— Exercises —
A. According to the employment agreement excerpt, what happens to the Severance Benefit if the Employee breaches the obligations under Sections 4 and/or 5 before it is paid?
B. Extract word for word a portion of the employment agreement excerpt, beginning at the words "8. Continued Employment." and stopping after the words "between the parties.".
C. Write what comes next in the employment agreement excerpt, continuing after its final sentence.
** start of Selected passage **
6. Remedies. Employee agrees that the covenants contained in Sections 4 and 5 above are the essence of this Agreement; that each of the covenants is reasonable and necessary to protect the business, interests and properties of the Company, and that irreparable loss and damage will be suffered by the Company should the Employee breach any of the covenants. In the event that any of the provisions in Sections 4 and 5 is determined by a court which has jurisdiction to be unenforceable in part or in whole, the court shall be deemed to have the authority to strike any unenforceable provision, or any part thereof or to revise any provision to the minimum extent necessary to be enforceable to the maximum extent permitted by law. The Employee agrees that, in addition to all remedies provided by law or in equity, the Company shall be entitled to specific performance of this Agreement and to both temporary and permanent injunctions to prevent a breach or contemplated breach by the Employee of the covenants in Sections 4 and 5 hereof. If the Employee breaches the Employee’s obligations pursuant to Sections 4 and/or 5 hereof before the Severance Benefit is paid, the Employee will forfeit the Severance Benefit. The Employee further agrees that should the Employee breach any of the covenants contained in Section 4 or Section 5 of this Agreement following payment of the Severance Benefit, the Employee shall repay to the Company a pro rata portion of the Severance Benefit determined by multiplying the Severance Benefit by a fraction the numerator of which is the number of whole months during which the Employee was not in compliance with the covenants for the twelve (12)-month period immediately following the Termination of Employment and the denominator of which is twelve (12). The Employee and Company agree that all remedies available to the Company herein shall be cumulative.
7. No Mitigation. No amounts or benefits payable to the Employee hereunder shall be subject to mitigation or reduction by income or benefits the Employee receives from other sources.
8. Continued Employment. Nothing herein shall entitle Employee to continued employment with the Company or any affiliate or to continued tenure in any specific office or position. The Employee’s employment with the Company shall be terminable at the will of the Company, with or without Cause, subject to the terms of this Agreement and any other written agreement as may be in effect between the parties.
9. Assignment. The rights and obligations of the Company under this Agreement shall inure to the benefit of, and be binding upon, the Company’s successors and assigns. This Agreement may be assigned by the Company to any legal successor or to an entity which purchases all or substantially all of the assets of the Company, provided that the assignee assumes the obligations of the Company under this Agreement. In the event of any assignment of this Agreement permitted by this Section 9, the terms “Company” and “Company” as defined herein will refer to the assignee(s) and the Employee will not be deemed to have terminated employment hereunder until the Employee terminates employment from the assignee(s).
** end of Selected passage **
** start of Data **
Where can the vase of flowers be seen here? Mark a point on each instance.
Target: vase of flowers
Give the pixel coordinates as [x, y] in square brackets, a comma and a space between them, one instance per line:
** end of Data **
— Answers to the problems —
A. The Employee forfeits the Severance Benefit.

B.
8. Continued Employment. Nothing herein shall entitle Employee to continued employment with the Company or any affiliate or to continued tenure in any specific office or position. The Employee’s employment with the Company shall be terminable at the will of the Company, with or without Cause, subject to the terms of this Agreement and any other written agreement as may be in effect between the parties.

C.
10. Notice. All notices, consents, waivers and other communications required or permitted by this Agreement shall be in writing and shall be deemed given to a party when (a) delivered to the appropriate address by hand or by nationally recognized overnight courier service (costs prepaid); (b) sent by facsimile with confirmation of transmission by the transmitting equipment; or (c) received or rejected by the addressee, if sent by certified mail, return receipt requested, in each case to the following addresses or facsimile numbers and marked to the attention of the person (by name or title) designated below (or to such other address, facsimile number or person as a party may designate by written notice to the other parties):
|If to the Company, to the Company at:||5441 Buford Highway, Suite 109|
|Doraville, Georgia 30340|
|Attn: Farid Tan, President|
|If to the Employee, to the Employee at:||The address most recently on file with the Company|
11. Headings. Sections or other headings contained herein are for reference purposes only and shall not affect in any way the meaning or interpretation of this Agreement.
12. Entire Agreement. This Agreement contains the entire understanding of the parties with respect to the subject matter hereof. All prior understandings and agreements relating to the subject matter of this Agreement are hereby expressly terminated.
13. Severability. In the event that one or more of the provisions of this Agreement shall be or become invalid, illegal or unenforceable in any respect, the validity, legality and enforceability of the remaining provisions contained herein shall not be affected thereby.
14. Applicable Law and Choice of Forum. This Agreement shall be construed and enforced under and in accordance with the laws of the State of Georgia. The parties agree that any appropriate state or federal court located in or having jurisdiction over DeKalb County, Georgia shall have exclusive jurisdiction of any case or controversy arising under or in connection with this Agreement shall be a proper forum in which to adjudicate such case or controversy. The parties consent and waive any objection to the jurisdiction or venue of such courts.
15. Amendment/Termination. This Agreement may not be modified, amended, supplemented or terminated except by a written agreement between the Company and the Employee.
16. Survival. The provisions of Sections 4 through 6 and 17 of this Agreement shall survive, as necessary, the expiration of the Term or any other termination of this Agreement.
17. Confidentiality. Employee represents and agrees that Employee will keep the terms, amount, value, and nature of consideration paid to Employee, and the fact of this Agreement completely confidential, and that Employee will not hereafter disclose any information concerning this Agreement to anyone other than Employee’s immediate family and professional representatives who will be informed of and bound by this confidentiality clause.
18. Definitions. For purposes of this Agreement, the following terms and conditions shall have the meanings set forth in this Section 18:
(a) “Affiliate” shall mean any entity which controls another entity or is controlled by or is under common control with another entity. For this purpose, “control” means ownership of more than fifty percent (50%) of the ordinary voting power of the outstanding equity securities of an entity.
(b) “Business of the Company” means (i) during the Employee’s employment, any line of trade or business conducted by the Company and/or one or more of its Affiliates as of the applicable date for which the Business of the Company is being determined and, (ii) for any period following the Employee’s Termination of Employment, any line of trade or business conducted by the Company and/or one or more of its Affiliates at the time of Employee’s Termination of Employment.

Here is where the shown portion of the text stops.